• [Assignment]: Reproduce the entries below exactly, but only from the line containing "# test: mark one point on the woman's" to the line containing "# test: mark one point on the staff", inclusive.

• [Information supplied]:

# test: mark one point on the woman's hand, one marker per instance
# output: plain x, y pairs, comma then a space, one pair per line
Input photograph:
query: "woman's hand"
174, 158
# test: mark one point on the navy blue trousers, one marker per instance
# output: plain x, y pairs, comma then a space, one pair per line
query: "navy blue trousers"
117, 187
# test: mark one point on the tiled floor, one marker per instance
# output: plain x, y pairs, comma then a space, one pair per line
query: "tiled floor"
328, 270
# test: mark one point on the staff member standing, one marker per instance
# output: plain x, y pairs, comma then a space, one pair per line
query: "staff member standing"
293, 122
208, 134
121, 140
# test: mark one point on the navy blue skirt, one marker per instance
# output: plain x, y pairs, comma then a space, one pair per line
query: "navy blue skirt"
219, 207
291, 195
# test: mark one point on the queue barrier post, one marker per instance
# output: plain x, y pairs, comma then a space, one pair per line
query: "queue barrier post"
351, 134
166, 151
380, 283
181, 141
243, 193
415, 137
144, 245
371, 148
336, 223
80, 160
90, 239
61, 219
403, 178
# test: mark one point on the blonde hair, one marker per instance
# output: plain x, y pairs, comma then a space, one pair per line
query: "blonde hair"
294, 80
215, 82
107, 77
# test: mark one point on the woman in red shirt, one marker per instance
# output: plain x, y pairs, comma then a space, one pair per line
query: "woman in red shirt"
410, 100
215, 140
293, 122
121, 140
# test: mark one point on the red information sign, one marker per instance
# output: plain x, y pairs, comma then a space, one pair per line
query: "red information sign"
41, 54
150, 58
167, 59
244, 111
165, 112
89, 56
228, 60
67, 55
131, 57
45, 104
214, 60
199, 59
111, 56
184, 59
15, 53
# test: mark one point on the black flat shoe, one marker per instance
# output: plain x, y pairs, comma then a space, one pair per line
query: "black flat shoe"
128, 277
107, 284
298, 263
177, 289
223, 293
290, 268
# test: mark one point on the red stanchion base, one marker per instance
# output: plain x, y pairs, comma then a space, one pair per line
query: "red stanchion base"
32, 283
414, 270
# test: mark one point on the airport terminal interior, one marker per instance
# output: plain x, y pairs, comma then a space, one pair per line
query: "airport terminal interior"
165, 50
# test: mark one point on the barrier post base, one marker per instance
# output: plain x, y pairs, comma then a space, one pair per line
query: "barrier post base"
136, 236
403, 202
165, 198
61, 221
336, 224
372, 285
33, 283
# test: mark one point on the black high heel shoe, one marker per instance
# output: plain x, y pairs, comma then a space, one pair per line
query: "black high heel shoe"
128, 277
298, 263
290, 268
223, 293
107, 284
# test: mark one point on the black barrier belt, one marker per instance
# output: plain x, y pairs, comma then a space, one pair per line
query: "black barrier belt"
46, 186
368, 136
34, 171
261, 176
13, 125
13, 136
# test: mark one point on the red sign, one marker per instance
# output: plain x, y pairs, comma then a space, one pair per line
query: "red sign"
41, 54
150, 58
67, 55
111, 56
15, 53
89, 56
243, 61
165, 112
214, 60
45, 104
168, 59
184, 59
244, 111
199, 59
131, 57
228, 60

...

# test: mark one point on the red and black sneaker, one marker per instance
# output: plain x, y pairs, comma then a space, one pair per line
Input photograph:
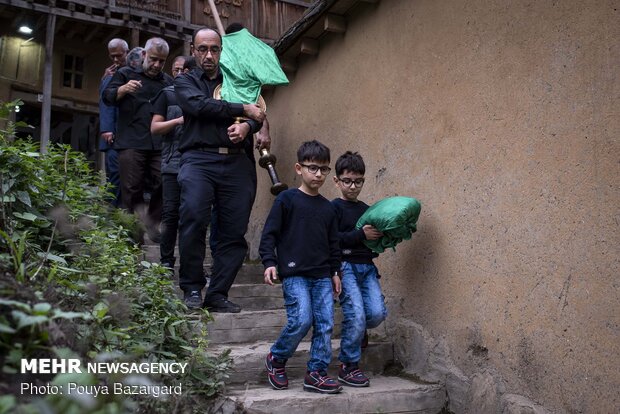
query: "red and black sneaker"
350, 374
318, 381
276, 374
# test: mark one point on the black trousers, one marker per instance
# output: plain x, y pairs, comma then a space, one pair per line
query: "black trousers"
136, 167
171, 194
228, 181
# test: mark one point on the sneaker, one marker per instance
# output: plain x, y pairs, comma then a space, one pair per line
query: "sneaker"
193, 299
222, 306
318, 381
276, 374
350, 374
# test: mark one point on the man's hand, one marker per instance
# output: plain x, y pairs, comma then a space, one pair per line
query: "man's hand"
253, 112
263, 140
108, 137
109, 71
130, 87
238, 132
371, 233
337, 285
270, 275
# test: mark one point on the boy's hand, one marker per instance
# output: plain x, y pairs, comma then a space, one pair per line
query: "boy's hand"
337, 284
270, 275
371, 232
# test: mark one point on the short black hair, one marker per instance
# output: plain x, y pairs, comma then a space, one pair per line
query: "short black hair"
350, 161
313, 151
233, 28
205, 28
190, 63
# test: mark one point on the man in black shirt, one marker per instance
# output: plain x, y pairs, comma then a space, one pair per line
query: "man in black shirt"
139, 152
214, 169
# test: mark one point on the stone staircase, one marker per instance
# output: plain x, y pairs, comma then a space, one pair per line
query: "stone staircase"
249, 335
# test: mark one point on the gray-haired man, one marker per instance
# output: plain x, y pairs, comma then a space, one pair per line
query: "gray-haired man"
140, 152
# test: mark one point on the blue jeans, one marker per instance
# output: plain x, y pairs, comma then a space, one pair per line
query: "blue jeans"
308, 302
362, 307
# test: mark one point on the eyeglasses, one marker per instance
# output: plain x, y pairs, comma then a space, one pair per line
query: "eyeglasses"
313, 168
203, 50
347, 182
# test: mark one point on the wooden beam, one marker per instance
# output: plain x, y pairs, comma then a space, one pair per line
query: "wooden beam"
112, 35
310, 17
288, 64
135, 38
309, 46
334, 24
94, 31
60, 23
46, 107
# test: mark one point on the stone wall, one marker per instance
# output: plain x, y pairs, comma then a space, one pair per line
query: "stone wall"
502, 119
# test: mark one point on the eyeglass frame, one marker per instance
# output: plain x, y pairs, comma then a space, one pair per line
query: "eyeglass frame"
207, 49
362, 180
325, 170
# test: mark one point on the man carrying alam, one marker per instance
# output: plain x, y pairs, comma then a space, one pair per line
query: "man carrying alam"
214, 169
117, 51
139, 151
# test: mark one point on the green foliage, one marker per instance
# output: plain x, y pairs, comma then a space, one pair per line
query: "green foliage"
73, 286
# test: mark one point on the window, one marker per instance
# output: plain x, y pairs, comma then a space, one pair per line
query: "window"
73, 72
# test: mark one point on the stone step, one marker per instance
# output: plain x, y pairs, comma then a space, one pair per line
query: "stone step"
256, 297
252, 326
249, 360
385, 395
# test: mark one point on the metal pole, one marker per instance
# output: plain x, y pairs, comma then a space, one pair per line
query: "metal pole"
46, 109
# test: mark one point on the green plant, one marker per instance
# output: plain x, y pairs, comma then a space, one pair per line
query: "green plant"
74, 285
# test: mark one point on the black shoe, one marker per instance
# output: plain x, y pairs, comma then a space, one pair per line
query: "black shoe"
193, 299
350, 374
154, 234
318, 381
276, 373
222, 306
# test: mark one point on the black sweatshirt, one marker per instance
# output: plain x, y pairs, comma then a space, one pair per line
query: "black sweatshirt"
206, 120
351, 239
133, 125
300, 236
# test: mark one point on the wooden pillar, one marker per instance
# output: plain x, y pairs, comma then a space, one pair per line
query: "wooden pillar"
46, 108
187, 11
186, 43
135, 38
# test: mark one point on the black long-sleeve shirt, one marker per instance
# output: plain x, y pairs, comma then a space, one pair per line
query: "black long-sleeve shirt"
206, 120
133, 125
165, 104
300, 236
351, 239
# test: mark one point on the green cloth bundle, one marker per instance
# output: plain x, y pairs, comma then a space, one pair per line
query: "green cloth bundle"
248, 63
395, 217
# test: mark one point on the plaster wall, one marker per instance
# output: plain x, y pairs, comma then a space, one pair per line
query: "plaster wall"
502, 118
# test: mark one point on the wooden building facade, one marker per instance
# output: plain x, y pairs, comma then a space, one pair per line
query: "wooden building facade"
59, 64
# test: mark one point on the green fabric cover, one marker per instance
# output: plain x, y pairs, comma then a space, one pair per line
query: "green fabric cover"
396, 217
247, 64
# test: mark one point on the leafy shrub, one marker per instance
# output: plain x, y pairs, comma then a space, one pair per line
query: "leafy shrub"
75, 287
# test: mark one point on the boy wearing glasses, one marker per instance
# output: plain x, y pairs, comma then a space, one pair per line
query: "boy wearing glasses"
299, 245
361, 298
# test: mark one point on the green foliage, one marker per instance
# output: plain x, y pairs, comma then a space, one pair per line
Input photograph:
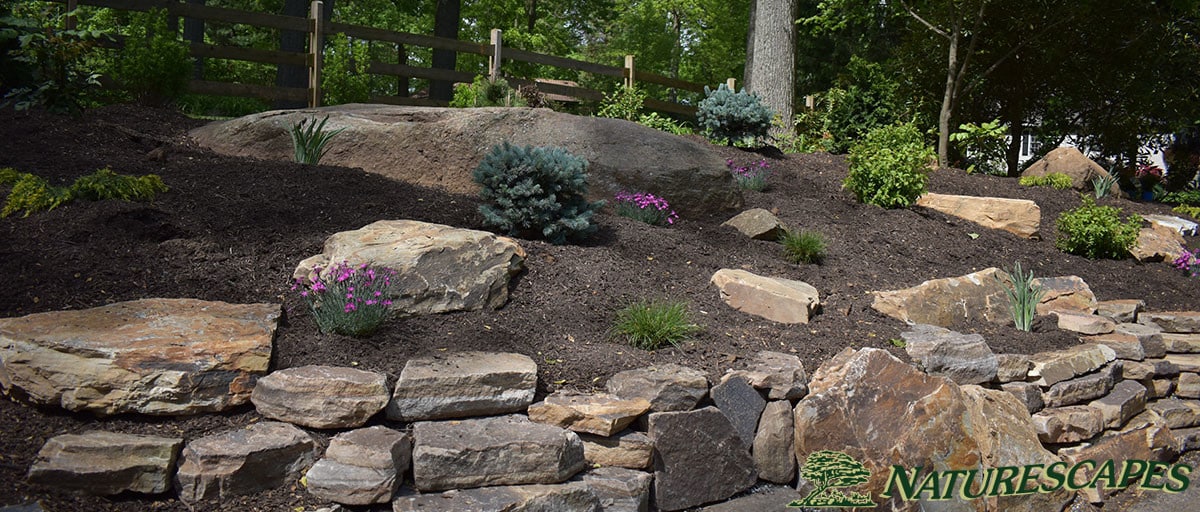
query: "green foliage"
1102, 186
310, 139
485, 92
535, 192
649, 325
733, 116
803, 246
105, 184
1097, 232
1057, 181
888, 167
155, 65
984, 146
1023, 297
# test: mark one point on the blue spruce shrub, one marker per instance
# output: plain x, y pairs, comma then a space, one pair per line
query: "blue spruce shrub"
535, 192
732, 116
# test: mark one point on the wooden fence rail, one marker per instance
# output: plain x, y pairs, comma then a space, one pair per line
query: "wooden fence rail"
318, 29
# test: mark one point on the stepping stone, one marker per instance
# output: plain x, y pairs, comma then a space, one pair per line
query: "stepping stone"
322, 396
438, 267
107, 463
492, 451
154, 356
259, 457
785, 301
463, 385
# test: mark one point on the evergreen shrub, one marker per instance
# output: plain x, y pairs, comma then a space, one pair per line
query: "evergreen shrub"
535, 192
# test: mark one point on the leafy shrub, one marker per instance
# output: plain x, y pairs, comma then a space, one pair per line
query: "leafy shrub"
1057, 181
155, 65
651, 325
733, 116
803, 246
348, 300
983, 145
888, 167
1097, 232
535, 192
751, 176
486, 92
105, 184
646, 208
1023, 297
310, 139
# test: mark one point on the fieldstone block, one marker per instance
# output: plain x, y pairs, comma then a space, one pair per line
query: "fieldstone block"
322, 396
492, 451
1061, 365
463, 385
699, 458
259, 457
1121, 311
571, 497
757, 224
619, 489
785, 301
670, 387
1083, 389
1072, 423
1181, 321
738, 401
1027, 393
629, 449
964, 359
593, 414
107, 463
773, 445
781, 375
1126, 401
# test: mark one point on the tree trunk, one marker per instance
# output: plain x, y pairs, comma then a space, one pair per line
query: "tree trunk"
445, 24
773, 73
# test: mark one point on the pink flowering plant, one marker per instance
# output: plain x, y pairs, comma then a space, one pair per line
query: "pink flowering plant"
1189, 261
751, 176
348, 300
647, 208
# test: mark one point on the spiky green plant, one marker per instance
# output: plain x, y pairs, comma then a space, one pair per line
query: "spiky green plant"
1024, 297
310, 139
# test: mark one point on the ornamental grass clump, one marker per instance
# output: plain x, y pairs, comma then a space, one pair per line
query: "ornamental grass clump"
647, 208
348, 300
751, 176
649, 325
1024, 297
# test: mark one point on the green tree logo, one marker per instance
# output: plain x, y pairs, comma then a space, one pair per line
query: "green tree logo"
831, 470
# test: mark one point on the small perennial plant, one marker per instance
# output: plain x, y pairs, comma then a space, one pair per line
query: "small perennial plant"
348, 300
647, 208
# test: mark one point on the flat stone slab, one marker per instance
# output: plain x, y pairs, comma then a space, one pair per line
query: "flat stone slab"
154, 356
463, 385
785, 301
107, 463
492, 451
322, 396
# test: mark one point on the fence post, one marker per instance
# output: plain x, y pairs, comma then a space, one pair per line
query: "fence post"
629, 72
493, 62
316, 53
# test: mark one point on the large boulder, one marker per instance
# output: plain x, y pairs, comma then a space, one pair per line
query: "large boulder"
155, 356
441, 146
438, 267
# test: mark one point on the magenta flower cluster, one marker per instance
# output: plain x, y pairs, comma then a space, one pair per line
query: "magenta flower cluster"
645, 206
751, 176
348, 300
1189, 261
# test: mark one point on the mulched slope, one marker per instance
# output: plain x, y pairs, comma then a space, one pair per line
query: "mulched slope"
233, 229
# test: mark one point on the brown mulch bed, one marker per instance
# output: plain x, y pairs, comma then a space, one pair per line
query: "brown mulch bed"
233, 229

• [Solved problem]:
# test: mark one point on the woman's hand, one marker per instance
# output: plain x, y pairs, comma then a space, one pair per line
Input photograph:
query: "woman's hand"
174, 158
# test: mark one point on the navy blue trousers, one marker per instance
# output: plain x, y pairs, comma then a space, one pair per line
query: "navy blue trousers"
117, 187
# test: mark one point on the tiled floor, one marker per instance
# output: plain x, y pairs, comma then a space, one pair per line
query: "tiled floor"
328, 270
# test: mark one point on the staff member standing, one marker per instance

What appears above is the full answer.